**Available data**:
╭──
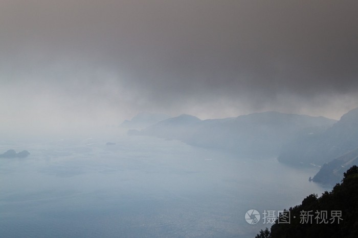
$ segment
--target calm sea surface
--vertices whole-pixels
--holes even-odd
[[[282,210],[330,188],[294,168],[142,137],[2,142],[0,237],[251,237],[255,209]]]

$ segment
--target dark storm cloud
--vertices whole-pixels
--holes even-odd
[[[333,102],[357,105],[357,11],[354,1],[2,0],[0,62],[17,80],[70,84],[71,97],[117,87],[109,103],[137,109],[334,116]]]

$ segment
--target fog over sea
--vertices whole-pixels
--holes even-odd
[[[107,145],[107,142],[115,143]],[[175,140],[112,134],[0,141],[1,237],[253,237],[245,220],[330,188],[294,168]],[[262,217],[262,216],[261,216]]]

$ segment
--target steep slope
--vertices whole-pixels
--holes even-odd
[[[276,156],[282,144],[295,133],[307,127],[329,126],[334,122],[322,117],[276,112],[254,113],[203,126],[185,142],[232,151],[240,156]]]
[[[161,138],[184,140],[202,121],[187,114],[169,118],[142,129],[140,135]]]
[[[120,127],[128,128],[142,129],[170,118],[166,114],[142,112],[138,113],[130,120],[123,121]]]
[[[323,165],[314,177],[314,182],[334,185],[341,181],[347,168],[358,165],[358,148]]]
[[[358,147],[358,109],[332,127],[296,137],[283,147],[278,160],[290,164],[321,165]]]
[[[311,194],[301,205],[290,207],[289,214],[286,211],[289,222],[279,223],[277,219],[271,231],[261,230],[256,237],[358,237],[357,166],[344,173],[342,183],[337,184],[332,191],[317,197]]]

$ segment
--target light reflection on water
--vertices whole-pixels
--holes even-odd
[[[248,210],[288,208],[330,189],[308,181],[318,168],[176,141],[114,142],[17,145],[31,154],[0,161],[0,236],[254,237],[268,226],[247,223]]]

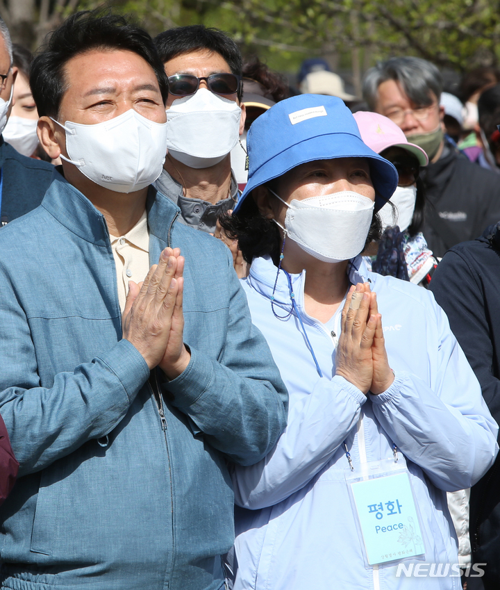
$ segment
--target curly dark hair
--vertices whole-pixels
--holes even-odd
[[[266,98],[279,102],[290,96],[286,79],[269,67],[256,56],[253,56],[243,64],[243,77],[258,82],[264,88]]]
[[[278,180],[274,179],[265,186],[274,190]],[[251,194],[247,197],[235,215],[224,213],[219,218],[219,222],[231,240],[238,240],[238,247],[249,264],[254,258],[269,255],[278,265],[283,238],[276,224],[262,215]],[[370,242],[380,240],[381,235],[380,217],[374,213],[363,250]]]

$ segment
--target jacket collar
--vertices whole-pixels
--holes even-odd
[[[59,168],[59,167],[58,167]],[[83,240],[108,247],[108,226],[103,214],[89,199],[70,184],[56,168],[42,205],[57,221]],[[178,207],[150,186],[146,209],[150,234],[167,241],[168,232]]]
[[[347,265],[347,274],[349,281],[353,285],[356,285],[356,283],[365,283],[368,280],[368,271],[362,256],[357,256],[349,261]],[[278,274],[277,280],[276,274]],[[301,311],[301,315],[305,316],[304,284],[306,271],[303,270],[299,274],[290,274],[290,277],[297,308]],[[265,256],[253,259],[247,281],[249,285],[258,293],[269,300],[274,297],[276,305],[286,310],[287,312],[290,311],[292,302],[286,273],[281,269],[278,274],[278,269],[274,265],[270,256]],[[275,281],[276,289],[273,295]]]

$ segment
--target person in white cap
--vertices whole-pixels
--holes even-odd
[[[356,97],[346,92],[344,81],[333,72],[320,69],[311,72],[304,78],[300,85],[302,94],[326,95],[331,97],[338,97],[345,103],[353,102]]]

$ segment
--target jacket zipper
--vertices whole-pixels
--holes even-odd
[[[153,373],[154,375],[154,379],[151,378],[153,375],[150,375],[149,379],[148,379],[148,382],[149,383],[149,387],[151,387],[151,393],[153,394],[153,398],[155,400],[155,403],[156,404],[156,408],[158,409],[158,413],[160,414],[160,420],[161,420],[161,429],[163,432],[163,436],[165,436],[165,445],[167,447],[167,459],[168,460],[169,466],[169,479],[170,480],[170,512],[172,514],[172,547],[173,569],[174,556],[175,555],[175,552],[174,551],[174,486],[172,484],[172,466],[170,464],[170,451],[169,449],[168,441],[167,440],[167,418],[165,418],[165,411],[163,410],[163,399],[160,391],[160,386],[158,385],[158,373],[156,372],[156,368],[153,370]],[[170,585],[169,582],[168,585]]]
[[[170,222],[170,227],[169,227],[168,233],[167,234],[167,245],[168,246],[169,248],[172,248],[172,245],[171,245],[172,243],[171,243],[171,239],[170,239],[170,232],[172,231],[172,227],[173,227],[174,224],[175,223],[175,220],[178,217],[178,214],[179,214],[179,212],[176,211],[176,214],[175,214],[175,215],[174,215],[174,219]]]

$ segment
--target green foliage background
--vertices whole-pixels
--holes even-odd
[[[22,4],[22,6],[21,5]],[[458,72],[497,65],[500,0],[110,0],[152,35],[202,23],[232,35],[244,55],[297,72],[322,56],[336,68],[362,72],[377,60],[415,55]],[[44,35],[95,0],[0,0],[15,40],[35,49]],[[19,15],[21,16],[19,17]]]

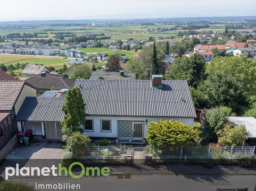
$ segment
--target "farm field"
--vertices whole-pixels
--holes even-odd
[[[64,64],[67,66],[67,62],[70,59],[63,59],[62,58],[53,58],[47,57],[39,57],[36,56],[19,56],[16,55],[0,55],[0,64],[6,65],[9,64],[15,65],[19,62],[28,63],[29,64],[43,64],[46,66],[53,66],[55,69],[58,69],[63,67]]]

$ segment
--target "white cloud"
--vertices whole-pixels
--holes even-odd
╰──
**What is being asked**: Filter the lines above down to those containing the string "cloud", matching case.

**Task result**:
--target dark storm cloud
--target "white cloud"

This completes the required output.